Brief ▸ Reproduce the data verbatim from the line with "target: power line" through the line with "MULTIPOLYGON (((58 233, 53", including both of those lines.

****************

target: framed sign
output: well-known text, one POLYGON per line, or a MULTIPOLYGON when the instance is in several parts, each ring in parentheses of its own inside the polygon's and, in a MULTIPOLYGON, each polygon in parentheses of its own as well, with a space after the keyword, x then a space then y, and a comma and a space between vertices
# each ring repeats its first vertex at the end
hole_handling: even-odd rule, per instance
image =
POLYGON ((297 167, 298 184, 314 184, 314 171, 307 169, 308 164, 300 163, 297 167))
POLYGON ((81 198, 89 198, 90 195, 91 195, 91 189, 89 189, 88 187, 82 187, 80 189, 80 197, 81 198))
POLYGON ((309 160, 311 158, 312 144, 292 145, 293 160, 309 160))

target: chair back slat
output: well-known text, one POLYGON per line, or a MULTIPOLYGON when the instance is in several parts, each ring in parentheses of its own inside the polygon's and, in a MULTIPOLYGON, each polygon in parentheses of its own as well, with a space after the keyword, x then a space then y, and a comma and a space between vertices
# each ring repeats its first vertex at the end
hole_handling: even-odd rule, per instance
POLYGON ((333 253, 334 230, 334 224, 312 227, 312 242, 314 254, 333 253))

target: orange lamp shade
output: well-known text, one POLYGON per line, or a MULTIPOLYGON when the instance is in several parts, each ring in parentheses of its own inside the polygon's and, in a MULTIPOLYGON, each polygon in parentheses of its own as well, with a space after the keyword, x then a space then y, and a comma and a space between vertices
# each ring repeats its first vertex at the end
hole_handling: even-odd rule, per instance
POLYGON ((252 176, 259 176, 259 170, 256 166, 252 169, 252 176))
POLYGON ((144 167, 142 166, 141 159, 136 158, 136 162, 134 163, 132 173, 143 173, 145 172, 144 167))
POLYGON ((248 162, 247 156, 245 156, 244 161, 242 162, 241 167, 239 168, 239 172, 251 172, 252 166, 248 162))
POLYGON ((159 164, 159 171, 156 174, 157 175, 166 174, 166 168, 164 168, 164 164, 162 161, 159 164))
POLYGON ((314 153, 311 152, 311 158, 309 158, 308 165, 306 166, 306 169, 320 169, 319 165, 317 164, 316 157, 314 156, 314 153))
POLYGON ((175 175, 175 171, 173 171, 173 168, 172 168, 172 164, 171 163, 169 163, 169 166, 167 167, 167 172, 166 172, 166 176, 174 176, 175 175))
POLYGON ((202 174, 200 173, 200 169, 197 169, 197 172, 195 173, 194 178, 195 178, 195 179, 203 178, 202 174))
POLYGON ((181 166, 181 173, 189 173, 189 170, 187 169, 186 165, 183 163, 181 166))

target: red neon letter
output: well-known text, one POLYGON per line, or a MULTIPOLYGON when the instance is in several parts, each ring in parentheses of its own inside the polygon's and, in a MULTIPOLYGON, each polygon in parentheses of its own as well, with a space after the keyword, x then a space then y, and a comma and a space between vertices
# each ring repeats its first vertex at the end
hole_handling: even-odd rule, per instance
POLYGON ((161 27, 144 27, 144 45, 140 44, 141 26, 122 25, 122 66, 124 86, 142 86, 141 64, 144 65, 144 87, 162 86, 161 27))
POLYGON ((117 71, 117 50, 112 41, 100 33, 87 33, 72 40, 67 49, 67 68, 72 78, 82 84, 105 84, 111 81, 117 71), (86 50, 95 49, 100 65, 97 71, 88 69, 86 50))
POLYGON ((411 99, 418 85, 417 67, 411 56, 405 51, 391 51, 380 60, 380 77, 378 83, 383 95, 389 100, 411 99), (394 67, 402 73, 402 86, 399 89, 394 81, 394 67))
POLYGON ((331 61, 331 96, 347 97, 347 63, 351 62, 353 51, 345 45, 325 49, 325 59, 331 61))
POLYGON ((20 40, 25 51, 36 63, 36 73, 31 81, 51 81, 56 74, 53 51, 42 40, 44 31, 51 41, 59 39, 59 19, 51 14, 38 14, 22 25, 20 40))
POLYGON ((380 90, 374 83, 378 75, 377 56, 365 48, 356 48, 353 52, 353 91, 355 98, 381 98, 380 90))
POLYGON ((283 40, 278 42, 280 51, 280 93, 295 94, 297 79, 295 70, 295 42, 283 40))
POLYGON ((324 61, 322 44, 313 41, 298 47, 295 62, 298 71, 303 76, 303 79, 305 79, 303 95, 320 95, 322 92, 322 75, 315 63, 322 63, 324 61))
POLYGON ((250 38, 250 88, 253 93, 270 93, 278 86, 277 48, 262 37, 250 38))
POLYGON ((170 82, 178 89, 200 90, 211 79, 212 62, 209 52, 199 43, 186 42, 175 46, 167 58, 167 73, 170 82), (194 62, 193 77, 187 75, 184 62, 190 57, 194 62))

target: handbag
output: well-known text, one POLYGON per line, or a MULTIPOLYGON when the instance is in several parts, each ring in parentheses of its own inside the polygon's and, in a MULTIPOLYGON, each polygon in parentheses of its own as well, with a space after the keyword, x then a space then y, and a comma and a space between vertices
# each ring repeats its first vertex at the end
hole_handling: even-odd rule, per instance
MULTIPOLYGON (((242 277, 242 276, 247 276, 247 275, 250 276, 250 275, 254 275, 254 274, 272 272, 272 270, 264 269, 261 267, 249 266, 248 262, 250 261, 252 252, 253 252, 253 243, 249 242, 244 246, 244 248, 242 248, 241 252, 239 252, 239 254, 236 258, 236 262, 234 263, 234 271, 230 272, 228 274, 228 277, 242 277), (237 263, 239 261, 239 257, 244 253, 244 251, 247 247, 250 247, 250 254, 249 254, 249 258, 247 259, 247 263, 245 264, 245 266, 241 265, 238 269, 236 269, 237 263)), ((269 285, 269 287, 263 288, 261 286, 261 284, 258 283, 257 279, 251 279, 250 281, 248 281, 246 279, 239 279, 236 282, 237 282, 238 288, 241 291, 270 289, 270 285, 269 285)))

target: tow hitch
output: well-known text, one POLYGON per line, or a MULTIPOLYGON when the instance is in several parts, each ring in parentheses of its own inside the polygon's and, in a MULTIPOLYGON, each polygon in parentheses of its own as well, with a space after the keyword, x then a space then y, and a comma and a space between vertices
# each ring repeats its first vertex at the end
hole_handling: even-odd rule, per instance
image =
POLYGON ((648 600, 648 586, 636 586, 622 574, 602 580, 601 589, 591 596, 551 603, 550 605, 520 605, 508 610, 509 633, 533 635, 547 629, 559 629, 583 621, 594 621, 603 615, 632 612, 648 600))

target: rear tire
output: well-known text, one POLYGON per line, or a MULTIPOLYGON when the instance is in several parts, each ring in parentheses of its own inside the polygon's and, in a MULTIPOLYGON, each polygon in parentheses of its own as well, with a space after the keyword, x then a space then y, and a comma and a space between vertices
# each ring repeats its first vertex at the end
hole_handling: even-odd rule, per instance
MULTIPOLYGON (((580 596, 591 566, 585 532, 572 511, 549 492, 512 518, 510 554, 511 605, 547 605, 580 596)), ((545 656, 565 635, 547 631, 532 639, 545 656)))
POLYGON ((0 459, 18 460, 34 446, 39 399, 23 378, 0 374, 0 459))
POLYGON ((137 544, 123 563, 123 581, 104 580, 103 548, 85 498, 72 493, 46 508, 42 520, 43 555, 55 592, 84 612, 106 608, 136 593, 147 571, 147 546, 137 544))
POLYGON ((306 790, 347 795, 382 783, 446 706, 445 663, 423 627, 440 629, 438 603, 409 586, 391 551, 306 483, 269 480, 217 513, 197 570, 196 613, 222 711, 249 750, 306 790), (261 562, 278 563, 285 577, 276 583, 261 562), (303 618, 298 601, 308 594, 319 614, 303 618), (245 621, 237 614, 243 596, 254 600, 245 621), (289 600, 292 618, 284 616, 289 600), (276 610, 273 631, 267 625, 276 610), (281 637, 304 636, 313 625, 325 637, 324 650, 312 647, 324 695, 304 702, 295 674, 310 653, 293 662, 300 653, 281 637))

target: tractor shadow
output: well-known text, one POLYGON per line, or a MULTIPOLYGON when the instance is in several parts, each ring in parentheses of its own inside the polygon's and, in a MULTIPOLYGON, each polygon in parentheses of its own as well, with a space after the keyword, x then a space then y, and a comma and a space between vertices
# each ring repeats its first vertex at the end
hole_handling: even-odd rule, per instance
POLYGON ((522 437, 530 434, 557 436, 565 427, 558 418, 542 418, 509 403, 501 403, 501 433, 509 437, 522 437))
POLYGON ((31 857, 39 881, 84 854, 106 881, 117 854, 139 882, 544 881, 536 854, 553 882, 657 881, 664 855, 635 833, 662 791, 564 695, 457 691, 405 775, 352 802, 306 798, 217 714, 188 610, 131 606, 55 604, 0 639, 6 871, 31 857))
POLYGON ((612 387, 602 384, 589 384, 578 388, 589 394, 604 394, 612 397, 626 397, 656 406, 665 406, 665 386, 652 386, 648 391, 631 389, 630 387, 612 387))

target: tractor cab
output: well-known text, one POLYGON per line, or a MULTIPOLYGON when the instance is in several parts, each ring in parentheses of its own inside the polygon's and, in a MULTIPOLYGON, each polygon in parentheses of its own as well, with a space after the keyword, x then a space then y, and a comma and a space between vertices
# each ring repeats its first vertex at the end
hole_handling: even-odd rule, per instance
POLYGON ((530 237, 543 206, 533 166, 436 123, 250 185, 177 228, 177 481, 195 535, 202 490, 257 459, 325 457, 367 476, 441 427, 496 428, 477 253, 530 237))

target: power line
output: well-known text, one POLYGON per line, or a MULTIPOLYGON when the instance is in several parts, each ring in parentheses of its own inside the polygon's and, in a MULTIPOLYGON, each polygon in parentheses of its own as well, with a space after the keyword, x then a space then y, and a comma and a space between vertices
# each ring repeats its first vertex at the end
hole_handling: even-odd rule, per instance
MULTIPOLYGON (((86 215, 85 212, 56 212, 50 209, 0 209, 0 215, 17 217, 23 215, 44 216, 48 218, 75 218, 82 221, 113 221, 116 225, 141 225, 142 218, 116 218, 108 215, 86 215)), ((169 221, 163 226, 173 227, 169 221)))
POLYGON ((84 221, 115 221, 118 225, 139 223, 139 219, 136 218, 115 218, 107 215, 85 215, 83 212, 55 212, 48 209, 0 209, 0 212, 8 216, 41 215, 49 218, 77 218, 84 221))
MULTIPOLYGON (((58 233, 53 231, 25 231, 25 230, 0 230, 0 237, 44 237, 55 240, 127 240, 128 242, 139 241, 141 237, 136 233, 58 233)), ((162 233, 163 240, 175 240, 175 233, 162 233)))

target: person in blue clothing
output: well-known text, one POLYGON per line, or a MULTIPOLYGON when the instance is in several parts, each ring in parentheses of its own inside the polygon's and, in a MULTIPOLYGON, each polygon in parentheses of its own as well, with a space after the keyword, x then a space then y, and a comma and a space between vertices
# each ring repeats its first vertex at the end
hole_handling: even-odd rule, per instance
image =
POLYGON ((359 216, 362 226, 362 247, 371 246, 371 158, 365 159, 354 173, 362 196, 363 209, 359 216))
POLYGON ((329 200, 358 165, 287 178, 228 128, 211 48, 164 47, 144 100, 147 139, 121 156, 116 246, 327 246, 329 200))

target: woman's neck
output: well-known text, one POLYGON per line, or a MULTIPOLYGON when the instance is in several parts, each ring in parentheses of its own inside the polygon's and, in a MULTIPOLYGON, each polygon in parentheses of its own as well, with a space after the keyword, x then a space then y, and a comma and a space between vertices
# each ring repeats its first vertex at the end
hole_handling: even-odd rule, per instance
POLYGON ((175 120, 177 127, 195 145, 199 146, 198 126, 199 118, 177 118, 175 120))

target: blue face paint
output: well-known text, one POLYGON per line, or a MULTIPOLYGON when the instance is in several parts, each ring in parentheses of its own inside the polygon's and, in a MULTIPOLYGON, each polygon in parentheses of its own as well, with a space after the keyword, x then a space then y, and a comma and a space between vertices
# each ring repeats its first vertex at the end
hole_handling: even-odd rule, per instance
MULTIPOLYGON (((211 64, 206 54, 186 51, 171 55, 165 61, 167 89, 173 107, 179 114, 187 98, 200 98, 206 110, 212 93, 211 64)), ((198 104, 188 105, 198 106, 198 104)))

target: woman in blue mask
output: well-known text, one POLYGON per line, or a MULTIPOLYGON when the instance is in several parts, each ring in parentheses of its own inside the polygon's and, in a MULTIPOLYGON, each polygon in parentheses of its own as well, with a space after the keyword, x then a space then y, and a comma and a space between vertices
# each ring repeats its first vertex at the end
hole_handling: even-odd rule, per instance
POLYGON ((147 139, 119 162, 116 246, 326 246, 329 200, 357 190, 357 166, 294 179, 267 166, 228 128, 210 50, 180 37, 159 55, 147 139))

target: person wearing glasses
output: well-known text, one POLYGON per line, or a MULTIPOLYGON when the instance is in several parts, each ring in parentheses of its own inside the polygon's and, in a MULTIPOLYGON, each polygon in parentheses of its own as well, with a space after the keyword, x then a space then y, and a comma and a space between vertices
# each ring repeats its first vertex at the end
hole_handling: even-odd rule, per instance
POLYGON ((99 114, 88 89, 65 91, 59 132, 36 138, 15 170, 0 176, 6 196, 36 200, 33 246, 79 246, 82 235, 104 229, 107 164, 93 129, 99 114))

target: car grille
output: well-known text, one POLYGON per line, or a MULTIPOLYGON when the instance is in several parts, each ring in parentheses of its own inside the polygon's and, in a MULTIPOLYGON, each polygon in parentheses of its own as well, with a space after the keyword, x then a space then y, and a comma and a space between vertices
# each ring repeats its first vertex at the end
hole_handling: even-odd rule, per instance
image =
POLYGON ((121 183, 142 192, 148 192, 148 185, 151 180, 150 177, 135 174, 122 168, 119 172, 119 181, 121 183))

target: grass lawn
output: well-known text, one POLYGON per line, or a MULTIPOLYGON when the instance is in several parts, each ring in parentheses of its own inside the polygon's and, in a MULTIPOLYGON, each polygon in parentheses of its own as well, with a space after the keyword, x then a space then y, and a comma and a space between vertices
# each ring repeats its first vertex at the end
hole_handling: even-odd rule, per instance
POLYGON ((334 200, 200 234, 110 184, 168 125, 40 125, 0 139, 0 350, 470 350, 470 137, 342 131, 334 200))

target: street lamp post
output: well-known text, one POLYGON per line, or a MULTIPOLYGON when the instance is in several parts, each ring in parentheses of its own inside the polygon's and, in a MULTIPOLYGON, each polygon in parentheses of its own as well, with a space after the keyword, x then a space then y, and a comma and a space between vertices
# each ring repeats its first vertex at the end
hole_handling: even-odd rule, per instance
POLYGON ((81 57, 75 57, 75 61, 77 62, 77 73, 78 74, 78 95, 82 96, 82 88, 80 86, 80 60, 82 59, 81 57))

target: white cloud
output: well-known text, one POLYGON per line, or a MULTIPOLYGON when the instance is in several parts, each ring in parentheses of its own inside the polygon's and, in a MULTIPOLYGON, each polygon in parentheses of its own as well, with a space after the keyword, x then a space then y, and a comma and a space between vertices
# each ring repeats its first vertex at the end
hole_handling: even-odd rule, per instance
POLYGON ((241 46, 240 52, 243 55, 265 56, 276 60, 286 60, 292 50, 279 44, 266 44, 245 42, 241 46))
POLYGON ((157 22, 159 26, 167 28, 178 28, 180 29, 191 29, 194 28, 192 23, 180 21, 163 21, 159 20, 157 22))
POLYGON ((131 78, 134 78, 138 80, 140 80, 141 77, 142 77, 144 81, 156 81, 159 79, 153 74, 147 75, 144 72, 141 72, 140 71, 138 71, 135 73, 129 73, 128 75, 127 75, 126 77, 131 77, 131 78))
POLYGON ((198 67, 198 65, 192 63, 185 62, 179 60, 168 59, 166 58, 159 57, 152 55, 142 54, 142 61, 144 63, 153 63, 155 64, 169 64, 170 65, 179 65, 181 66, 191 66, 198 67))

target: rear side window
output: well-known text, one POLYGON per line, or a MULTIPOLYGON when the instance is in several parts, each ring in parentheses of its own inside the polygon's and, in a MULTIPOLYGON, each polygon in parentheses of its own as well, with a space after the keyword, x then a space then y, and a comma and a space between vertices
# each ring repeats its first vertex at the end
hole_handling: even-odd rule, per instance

****************

Final result ▸
target: power line
output: well-known text, one POLYGON per line, or a MULTIPOLYGON when the instance is in several parts, each ring in parentheses of its own inside the polygon's and, in a MULTIPOLYGON, each polygon in parentheses of its own as well, with a space after the keyword, x then a space then y, and a comma and a space between vertices
# each ring repeats its first vertex at the end
hole_handling: even-odd rule, per instance
MULTIPOLYGON (((86 215, 85 212, 56 212, 50 209, 0 209, 0 215, 17 217, 23 215, 44 216, 48 218, 75 218, 82 221, 113 221, 116 225, 141 225, 142 218, 116 218, 108 215, 86 215)), ((169 221, 163 226, 173 227, 169 221)))
POLYGON ((84 221, 115 221, 118 225, 139 223, 139 219, 136 218, 115 218, 107 215, 85 215, 83 212, 55 212, 48 209, 0 209, 0 212, 8 216, 41 215, 49 218, 77 218, 84 221))
MULTIPOLYGON (((58 233, 53 231, 25 231, 25 230, 0 230, 0 237, 44 237, 55 240, 127 240, 128 242, 139 241, 141 237, 136 233, 58 233)), ((162 233, 163 240, 175 240, 175 233, 162 233)))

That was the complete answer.